• [Reading passage]:
Posted by The Tim on June 20th, 2007 at 10:55 AM · 17 Comments

The latest report from the PMI Group has been released, and the news is increasingly bad for Seattle:

Seattle PMI Risk Index
Click to enlarge

As noted on the graph, PMI did improve their model with this latest report, so while Seattle’s new Risk Index of 343 is not directly comparable to its previous index of 167, the news still doesn’t bode well for Seattle home prices.

Of course, the local press puts the most positive spin possible on the news. The headline takes the cake: Home prices likely to hold steady, study suggests

Will the typical home cost less in two years than it does today?That’s the question a new study attempts to answer for the nation’s 50 largest metropolitan areas.

Seattle has a 34.3 percent chance of lower prices in two years — the 25th-highest risk and just under the population-weighted average of 34.6 percent in the summer U.S. Market Risk Index that PMI Mortgage Insurance Co. released Tuesday.

“This bodes well for the market there, in addition to the fact that Seattle has relatively really good affordability … and a solid employment market,” said LaVaughn Henry, director of economic analysis for PMI.

The changes to the PMI index, which led the company to skip its spring report, give additional weight to recent price volatility.

Seattle ranked 18th for price volatility, with a higher rank meaning more volatility.

• [Set problem A]: Retype the records starting with the line that contains "[locate] player's ponytail" and continuing through the end of the records, with both of those lines included.

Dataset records
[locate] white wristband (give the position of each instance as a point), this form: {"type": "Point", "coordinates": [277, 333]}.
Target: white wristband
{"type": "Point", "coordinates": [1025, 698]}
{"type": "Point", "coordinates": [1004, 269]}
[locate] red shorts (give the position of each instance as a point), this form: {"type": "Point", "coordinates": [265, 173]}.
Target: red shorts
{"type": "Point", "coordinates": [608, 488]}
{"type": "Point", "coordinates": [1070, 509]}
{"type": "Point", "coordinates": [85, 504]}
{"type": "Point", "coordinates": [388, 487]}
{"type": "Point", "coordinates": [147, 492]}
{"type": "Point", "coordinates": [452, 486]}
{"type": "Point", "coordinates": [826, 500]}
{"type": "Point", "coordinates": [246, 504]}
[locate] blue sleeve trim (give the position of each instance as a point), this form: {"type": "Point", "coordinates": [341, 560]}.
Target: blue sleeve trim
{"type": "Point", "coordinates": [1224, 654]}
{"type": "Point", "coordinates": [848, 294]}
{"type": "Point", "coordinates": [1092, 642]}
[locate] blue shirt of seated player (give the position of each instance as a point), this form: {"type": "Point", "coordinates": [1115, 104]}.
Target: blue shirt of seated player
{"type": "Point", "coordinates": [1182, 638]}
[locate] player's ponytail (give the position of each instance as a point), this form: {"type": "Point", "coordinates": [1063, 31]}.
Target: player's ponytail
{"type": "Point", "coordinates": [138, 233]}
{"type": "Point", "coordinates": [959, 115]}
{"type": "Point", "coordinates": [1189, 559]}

• [Set problem B]:
Answer these questions from the post on Seattle's PMI Risk Index:
(i) What is Seattle's new Risk Index?
(ii) What chance of lower prices in two years does the study give Seattle?
(iii) Where did Seattle rank for price volatility?

• [Correct output A]:
[locate] player's ponytail (give the position of each instance as a point), this form: {"type": "Point", "coordinates": [1063, 31]}.
Target: player's ponytail
{"type": "Point", "coordinates": [138, 233]}
{"type": "Point", "coordinates": [959, 115]}
{"type": "Point", "coordinates": [1189, 559]}

• [Correct output B]:
(i) 343
(ii) 34.3 percent
(iii) 18th